*** DOCUMENT EXTRACT ***

- The coronavirus outbreak is creating widespread suffering and uncertainty as the nation grapples with grave and interconnected challenges to our health and economy. We are a long way from returning to full employment.
- Missing in the planning to return to work is a response to a very fundamental challenge: how do we ensure that the return to economic activity better positions American workers for success.
- The businesses that come back will not look like the businesses before, and that means disruption to the jobs that employers will fill.
The coronavirus outbreak is creating widespread suffering and uncertainty as the nation grapples with grave and interconnected challenges to our health and economy. We are a long way from returning to full employment.
Missing in the planning to return to work is a response to a very fundamental challenge: how do we ensure that the return to economic activity better positions American workers for success – particularly those most profoundly hurt by this pandemic.
One key way to achieve this is to provide effective training to move to better jobs. The businesses that come back will not look like the businesses before, and that means disruption to the jobs that employers will fill.
There will not be a perfect match between those who can safely return to work and the workers who are needed for the businesses ready to reopen. America needs a plan to skill up the workers it will take to reopen.
President Donald Trump has announced a task force to get America back to work; former Vice President and apparent Democratic nominee Joe Biden has written an op-ed framing his views; and governors have begun to form alliances to plan reopening their economies.
Ideas have included removing restrictions based on the local severity of the disease, allowing people to come back to work in waves based on their risk profile, or first reopening certain sectors that can maintain social distancing.
While we don't know when health realities will make it viable to resume economic activity, it is critical for our nation's leaders to start planning immediately to increase the chances of success for workers as well as businesses.
Of course, the goal has to be to get as many workers as possible back into their prior jobs, and to provide income support for those who don't have that opportunity. But the disruption to the workforce is profound and additional action is essential.
The Wall Street Journal reported that "we have already seen the fastest reallocation of labor since WWII." Government leadership is needed to identify which sectors or geographies are most necessary to bring back first, the characteristics of their work force and the skills needed for the most critical jobs, and how we can get available workers the training they need to perform that work.
Many businesses will not reopen and others will shrink dramatically, leaving many workers disconnected from good jobs. Other workers may choose not to pursue their previous role. For those who cannot regain their previous role or want to pursue a better opportunity, federal policy should empower them with information and training to pursue the good jobs that become available as some sectors surge and others collapse.
This is a short-term imperative and a long-term objective. It would be tragic if we failed to use this moment to get people training so they can pursue higher paying jobs in the labor market ahead. This moment will either widen the divide in opportunity or make the first break at narrowing it.
Where to start?

*** End of DOCUMENT EXTRACT ***

PROBLEM DESCRIPTION: Please return the part of the article on workforce training during the coronavirus outbreak from "One key way" to "reopening their economies.", copied word for word. The listing is separate material, unrelated to the article on workforce training during the coronavirus outbreak.

*** DATASET RECORDS ***

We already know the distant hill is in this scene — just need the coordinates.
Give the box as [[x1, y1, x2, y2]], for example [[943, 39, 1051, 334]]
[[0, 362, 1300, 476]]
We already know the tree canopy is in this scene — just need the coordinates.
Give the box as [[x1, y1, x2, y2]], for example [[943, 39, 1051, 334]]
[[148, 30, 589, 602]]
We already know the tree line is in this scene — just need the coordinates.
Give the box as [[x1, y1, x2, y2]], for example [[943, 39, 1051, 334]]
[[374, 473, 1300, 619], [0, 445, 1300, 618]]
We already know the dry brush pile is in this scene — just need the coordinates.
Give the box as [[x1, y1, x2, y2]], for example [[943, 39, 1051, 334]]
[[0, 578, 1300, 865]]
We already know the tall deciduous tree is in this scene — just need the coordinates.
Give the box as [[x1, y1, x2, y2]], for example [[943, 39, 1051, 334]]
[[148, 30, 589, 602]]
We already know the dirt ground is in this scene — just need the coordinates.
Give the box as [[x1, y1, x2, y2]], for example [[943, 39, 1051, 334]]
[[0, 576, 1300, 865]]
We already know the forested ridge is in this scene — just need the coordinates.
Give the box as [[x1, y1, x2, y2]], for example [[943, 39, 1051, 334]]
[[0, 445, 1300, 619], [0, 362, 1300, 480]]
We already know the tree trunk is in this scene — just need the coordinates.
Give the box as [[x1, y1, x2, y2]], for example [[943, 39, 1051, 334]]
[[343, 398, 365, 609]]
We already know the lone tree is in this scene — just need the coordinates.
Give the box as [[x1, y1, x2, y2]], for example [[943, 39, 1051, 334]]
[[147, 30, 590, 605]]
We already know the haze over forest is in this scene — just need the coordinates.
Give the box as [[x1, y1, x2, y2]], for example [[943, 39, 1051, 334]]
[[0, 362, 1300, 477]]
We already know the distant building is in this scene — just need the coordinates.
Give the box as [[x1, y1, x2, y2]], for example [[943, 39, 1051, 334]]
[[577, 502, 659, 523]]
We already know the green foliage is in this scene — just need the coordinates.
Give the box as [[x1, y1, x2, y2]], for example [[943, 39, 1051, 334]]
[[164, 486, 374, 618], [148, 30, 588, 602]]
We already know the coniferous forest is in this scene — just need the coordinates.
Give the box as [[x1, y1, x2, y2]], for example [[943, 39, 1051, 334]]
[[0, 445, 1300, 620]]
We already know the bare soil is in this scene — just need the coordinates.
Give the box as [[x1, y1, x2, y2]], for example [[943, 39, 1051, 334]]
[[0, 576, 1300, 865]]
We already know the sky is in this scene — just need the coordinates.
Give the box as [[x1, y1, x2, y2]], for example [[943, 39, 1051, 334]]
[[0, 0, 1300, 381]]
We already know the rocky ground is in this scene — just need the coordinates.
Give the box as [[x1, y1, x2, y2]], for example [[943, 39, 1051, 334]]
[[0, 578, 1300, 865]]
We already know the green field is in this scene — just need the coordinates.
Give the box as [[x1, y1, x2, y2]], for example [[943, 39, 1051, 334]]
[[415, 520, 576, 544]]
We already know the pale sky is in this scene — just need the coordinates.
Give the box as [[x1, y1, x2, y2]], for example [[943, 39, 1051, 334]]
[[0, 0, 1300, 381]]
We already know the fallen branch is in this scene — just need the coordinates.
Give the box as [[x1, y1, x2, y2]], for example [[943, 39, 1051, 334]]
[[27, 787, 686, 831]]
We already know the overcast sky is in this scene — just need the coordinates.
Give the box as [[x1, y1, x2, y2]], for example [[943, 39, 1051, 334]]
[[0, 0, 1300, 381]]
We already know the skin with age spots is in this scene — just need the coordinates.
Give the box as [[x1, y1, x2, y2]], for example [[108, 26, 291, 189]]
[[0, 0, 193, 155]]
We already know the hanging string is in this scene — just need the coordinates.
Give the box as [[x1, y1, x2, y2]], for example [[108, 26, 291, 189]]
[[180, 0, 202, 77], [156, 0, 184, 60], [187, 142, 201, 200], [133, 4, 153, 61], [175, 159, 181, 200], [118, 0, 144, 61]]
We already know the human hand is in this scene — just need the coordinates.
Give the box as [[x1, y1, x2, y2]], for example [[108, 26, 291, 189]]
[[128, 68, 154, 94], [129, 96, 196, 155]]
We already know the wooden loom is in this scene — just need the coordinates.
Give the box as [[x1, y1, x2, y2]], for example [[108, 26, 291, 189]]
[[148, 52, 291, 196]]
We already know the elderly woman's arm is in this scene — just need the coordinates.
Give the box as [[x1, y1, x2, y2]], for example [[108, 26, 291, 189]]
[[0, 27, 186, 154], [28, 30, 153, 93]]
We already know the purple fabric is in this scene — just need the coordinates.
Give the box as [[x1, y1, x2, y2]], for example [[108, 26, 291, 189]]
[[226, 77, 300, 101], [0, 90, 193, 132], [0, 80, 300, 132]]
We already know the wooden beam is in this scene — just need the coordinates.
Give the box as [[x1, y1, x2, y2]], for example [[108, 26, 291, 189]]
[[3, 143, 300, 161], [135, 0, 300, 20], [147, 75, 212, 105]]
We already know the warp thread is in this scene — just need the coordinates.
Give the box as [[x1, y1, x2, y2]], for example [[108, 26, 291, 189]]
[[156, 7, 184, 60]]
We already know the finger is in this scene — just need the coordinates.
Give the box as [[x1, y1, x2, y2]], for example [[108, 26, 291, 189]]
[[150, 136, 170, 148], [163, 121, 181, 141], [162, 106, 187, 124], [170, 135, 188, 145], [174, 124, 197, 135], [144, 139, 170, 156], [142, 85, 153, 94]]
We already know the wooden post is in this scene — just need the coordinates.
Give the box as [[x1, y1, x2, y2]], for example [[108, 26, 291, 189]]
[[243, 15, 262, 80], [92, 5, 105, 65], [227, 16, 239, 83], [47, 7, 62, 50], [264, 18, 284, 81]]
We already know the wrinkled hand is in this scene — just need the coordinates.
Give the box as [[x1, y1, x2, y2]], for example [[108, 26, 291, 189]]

*** End of DATASET RECORDS ***

YOUR RESPONSE:
One key way to achieve this is to provide effective training to move to better jobs. The businesses that come back will not look like the businesses before, and that means disruption to the jobs that employers will fill.
There will not be a perfect match between those who can safely return to work and the workers who are needed for the businesses ready to reopen. America needs a plan to skill up the workers it will take to reopen.
President Donald Trump has announced a task force to get America back to work; former Vice President and apparent Democratic nominee Joe Biden has written an op-ed framing his views; and governors have begun to form alliances to plan reopening their economies.